### WRITTEN PROBLEM:
Can you put every line of the material below into a numbered list, leaving out the blank lines?

### EXTRACTED INFORMATION:
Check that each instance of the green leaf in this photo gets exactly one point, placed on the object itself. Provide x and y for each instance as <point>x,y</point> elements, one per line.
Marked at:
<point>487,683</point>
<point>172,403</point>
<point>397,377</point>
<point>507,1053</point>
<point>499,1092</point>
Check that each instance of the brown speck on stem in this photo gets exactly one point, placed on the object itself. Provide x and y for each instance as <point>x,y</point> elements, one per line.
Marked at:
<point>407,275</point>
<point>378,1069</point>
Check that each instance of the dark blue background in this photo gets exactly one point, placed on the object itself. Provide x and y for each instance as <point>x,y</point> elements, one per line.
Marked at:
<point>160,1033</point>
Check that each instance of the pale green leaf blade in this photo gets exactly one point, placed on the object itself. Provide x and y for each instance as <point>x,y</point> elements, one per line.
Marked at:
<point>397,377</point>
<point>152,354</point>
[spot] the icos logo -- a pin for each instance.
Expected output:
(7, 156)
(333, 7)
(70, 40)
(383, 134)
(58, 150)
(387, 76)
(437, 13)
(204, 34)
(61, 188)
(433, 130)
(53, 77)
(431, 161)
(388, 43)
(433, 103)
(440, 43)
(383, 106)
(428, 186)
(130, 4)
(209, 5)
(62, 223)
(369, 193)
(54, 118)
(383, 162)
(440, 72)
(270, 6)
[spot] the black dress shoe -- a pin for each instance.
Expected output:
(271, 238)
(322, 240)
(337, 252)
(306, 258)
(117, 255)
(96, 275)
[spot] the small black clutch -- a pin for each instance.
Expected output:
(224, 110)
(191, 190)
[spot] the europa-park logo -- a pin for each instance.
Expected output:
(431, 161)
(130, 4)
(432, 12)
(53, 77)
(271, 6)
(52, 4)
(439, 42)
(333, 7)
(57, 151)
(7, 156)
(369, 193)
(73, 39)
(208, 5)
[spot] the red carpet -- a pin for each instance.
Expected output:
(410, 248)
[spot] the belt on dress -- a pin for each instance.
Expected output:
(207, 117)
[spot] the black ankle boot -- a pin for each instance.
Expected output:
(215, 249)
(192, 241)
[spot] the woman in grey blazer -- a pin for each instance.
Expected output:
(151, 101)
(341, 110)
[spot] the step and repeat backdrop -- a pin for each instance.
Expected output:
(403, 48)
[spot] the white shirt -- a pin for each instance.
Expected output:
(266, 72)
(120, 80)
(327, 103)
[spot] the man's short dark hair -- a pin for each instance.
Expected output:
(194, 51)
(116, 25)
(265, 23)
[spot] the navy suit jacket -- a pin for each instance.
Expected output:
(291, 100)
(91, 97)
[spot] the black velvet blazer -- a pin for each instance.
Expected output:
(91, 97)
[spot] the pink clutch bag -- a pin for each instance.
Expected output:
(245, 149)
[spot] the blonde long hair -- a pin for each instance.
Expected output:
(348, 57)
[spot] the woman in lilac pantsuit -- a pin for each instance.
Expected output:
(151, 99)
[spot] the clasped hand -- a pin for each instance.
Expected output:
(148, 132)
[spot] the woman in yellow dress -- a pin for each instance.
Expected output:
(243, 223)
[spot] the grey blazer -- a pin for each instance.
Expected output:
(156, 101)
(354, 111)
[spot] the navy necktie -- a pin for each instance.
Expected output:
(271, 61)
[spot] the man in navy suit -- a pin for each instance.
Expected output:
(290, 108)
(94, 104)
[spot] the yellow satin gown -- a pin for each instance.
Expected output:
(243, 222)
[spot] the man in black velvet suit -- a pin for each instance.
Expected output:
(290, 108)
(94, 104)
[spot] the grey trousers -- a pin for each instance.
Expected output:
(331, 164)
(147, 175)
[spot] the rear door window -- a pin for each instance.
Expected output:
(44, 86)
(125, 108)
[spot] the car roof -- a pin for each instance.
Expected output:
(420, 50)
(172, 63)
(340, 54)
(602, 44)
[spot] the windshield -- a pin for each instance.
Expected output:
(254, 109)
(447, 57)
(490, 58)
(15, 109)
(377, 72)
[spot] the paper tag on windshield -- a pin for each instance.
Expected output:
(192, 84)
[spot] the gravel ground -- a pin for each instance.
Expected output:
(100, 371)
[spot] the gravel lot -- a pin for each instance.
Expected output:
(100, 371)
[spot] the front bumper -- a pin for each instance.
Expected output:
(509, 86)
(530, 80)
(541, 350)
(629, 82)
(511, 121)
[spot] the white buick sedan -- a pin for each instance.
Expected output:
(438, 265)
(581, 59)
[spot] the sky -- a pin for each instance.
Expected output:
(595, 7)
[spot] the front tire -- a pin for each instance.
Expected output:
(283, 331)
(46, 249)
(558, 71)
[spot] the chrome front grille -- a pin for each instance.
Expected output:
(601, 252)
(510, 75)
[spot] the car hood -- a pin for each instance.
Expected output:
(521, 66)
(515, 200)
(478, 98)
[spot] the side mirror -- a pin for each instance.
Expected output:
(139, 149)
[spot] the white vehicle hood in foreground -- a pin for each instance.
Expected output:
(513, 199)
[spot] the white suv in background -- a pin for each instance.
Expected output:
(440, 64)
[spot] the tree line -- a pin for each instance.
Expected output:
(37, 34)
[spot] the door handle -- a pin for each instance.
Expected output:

### SOLUTION FOR THIS TASK:
1. Check that each instance of the green leaf in this photo gets exactly one point, placed on the object itself. Provide x and y for each instance as <point>x,y</point> elements, one per line.
2. Marked at:
3. <point>487,683</point>
4. <point>172,403</point>
5. <point>397,377</point>
6. <point>507,1053</point>
7. <point>499,1092</point>
8. Check that each instance of the brown speck on stem in this photo gets exactly one point, placed on the object itself. Provide x and y for each instance as <point>x,y</point> elements, one per line.
9. Marked at:
10. <point>407,275</point>
11. <point>378,1069</point>
12. Check that each instance of the dark blue background in this photo gets exactly one point, placed on the object itself. Provide x and y for each instance as <point>x,y</point> elements, one per line.
13. Marked at:
14. <point>160,1033</point>
15. Check that each instance of the pale green leaf blade in this photo gets exactly one point, placed on the object itself. Provide x and y for each instance as <point>x,y</point> elements, one per line.
16. Marked at:
17. <point>397,377</point>
18. <point>152,354</point>
19. [spot] the icos logo -- a pin for each instance.
20. Expected output:
21. (7, 156)
22. (333, 7)
23. (70, 40)
24. (383, 134)
25. (58, 150)
26. (387, 76)
27. (437, 13)
28. (204, 34)
29. (61, 188)
30. (433, 130)
31. (53, 77)
32. (431, 161)
33. (388, 43)
34. (433, 103)
35. (440, 43)
36. (383, 106)
37. (428, 186)
38. (130, 4)
39. (209, 5)
40. (62, 223)
41. (369, 193)
42. (54, 118)
43. (383, 162)
44. (440, 72)
45. (270, 6)
46. [spot] the black dress shoe -- a pin for each instance.
47. Expected output:
48. (271, 238)
49. (322, 240)
50. (337, 252)
51. (306, 258)
52. (117, 255)
53. (96, 275)
54. [spot] the small black clutch -- a pin for each instance.
55. Expected output:
56. (224, 110)
57. (191, 190)
58. [spot] the europa-park logo -- a pin for each instance.
59. Expected output:
60. (431, 161)
61. (130, 4)
62. (432, 12)
63. (53, 77)
64. (271, 6)
65. (52, 4)
66. (439, 42)
67. (333, 7)
68. (57, 151)
69. (7, 156)
70. (369, 193)
71. (73, 39)
72. (208, 5)
73. [spot] the red carpet -- a pin for each instance.
74. Expected output:
75. (410, 248)
76. [spot] the belt on dress -- a pin for each instance.
77. Expected output:
78. (207, 117)
79. [spot] the black ankle boot -- a pin for each instance.
80. Expected output:
81. (215, 249)
82. (192, 241)
83. [spot] the woman in grey blazer -- a pin for each instance.
84. Expected output:
85. (151, 101)
86. (341, 110)
87. [spot] the step and repeat backdrop -- a pin for each instance.
88. Expected output:
89. (403, 48)
90. [spot] the white shirt -- a pin for each instance.
91. Expected output:
92. (266, 72)
93. (120, 80)
94. (327, 103)
95. [spot] the man's short dark hair -- a pin for each instance.
96. Expected output:
97. (194, 51)
98. (116, 25)
99. (265, 23)
100. [spot] the navy suit jacket -- a pin for each instance.
101. Expected output:
102. (291, 100)
103. (91, 97)
104. [spot] the black velvet blazer -- a pin for each instance.
105. Expected output:
106. (91, 97)
107. [spot] the pink clutch bag -- a pin for each instance.
108. Expected output:
109. (245, 149)
110. [spot] the blonde long hair -- a pin for each instance.
111. Expected output:
112. (348, 57)
113. [spot] the woman in lilac pantsuit -- a pin for each instance.
114. Expected output:
115. (151, 99)
116. [spot] the clasped hand -- a pin for each instance.
117. Expected output:
118. (148, 132)
119. [spot] the woman in yellow dress -- a pin for each instance.
120. Expected output:
121. (243, 223)
122. [spot] the grey blazer -- a pin for each instance.
123. Expected output:
124. (156, 101)
125. (354, 111)
126. [spot] the navy necktie -- a pin for each instance.
127. Expected output:
128. (271, 61)
129. [spot] the man in navy suit -- a pin for each instance.
130. Expected output:
131. (290, 108)
132. (94, 104)
133. [spot] the yellow satin gown -- a pin for each instance.
134. Expected output:
135. (243, 222)
136. [spot] the man in black velvet suit -- a pin for each instance.
137. Expected output:
138. (290, 108)
139. (94, 104)
140. [spot] the grey trousers -- a pin for each instance.
141. Expected output:
142. (331, 164)
143. (147, 175)
144. [spot] the rear door window -- a pin for each instance.
145. Expected output:
146. (44, 86)
147. (125, 108)
148. [spot] the car roof -- a pin for each instance.
149. Expected output:
150. (420, 50)
151. (172, 63)
152. (340, 54)
153. (602, 44)
154. [spot] the windshield -- a pin for each instance.
155. Expected output:
156. (254, 109)
157. (447, 57)
158. (490, 58)
159. (15, 109)
160. (377, 72)
161. [spot] the paper tag on windshield -- a pin for each instance.
162. Expected output:
163. (192, 84)
164. [spot] the gravel ground -- a pin for each instance.
165. Expected output:
166. (100, 371)
167. [spot] the gravel lot -- a pin for each instance.
168. Expected output:
169. (100, 371)
170. [spot] the front bumper -- a pin for each instance.
171. Expected output:
172. (509, 86)
173. (530, 80)
174. (541, 350)
175. (629, 82)
176. (511, 121)
177. [spot] the white buick sedan -- a pin for each instance.
178. Expected output:
179. (438, 265)
180. (581, 59)
181. [spot] the sky -- a pin for each instance.
182. Expected output:
183. (595, 7)
184. [spot] the front tire -- a pin for each instance.
185. Expected output:
186. (283, 331)
187. (46, 249)
188. (558, 71)
189. [spot] the chrome front grille -- a pin for each instance.
190. Expected output:
191. (601, 252)
192. (510, 75)
193. [spot] the car hood -- a pin for each instance.
194. Expected output:
195. (521, 66)
196. (515, 200)
197. (478, 98)
198. [spot] the side mirror -- a pin for each instance.
199. Expected output:
200. (139, 149)
201. [spot] the white vehicle hood in foreground -- a pin for each instance.
202. Expected output:
203. (513, 199)
204. [spot] the white suv in background -- a pin for each instance.
205. Expected output:
206. (440, 64)
207. [spot] the tree line -- a pin for each instance.
208. Expected output:
209. (37, 34)
210. [spot] the door handle -- a pin for each instance.
211. Expected output:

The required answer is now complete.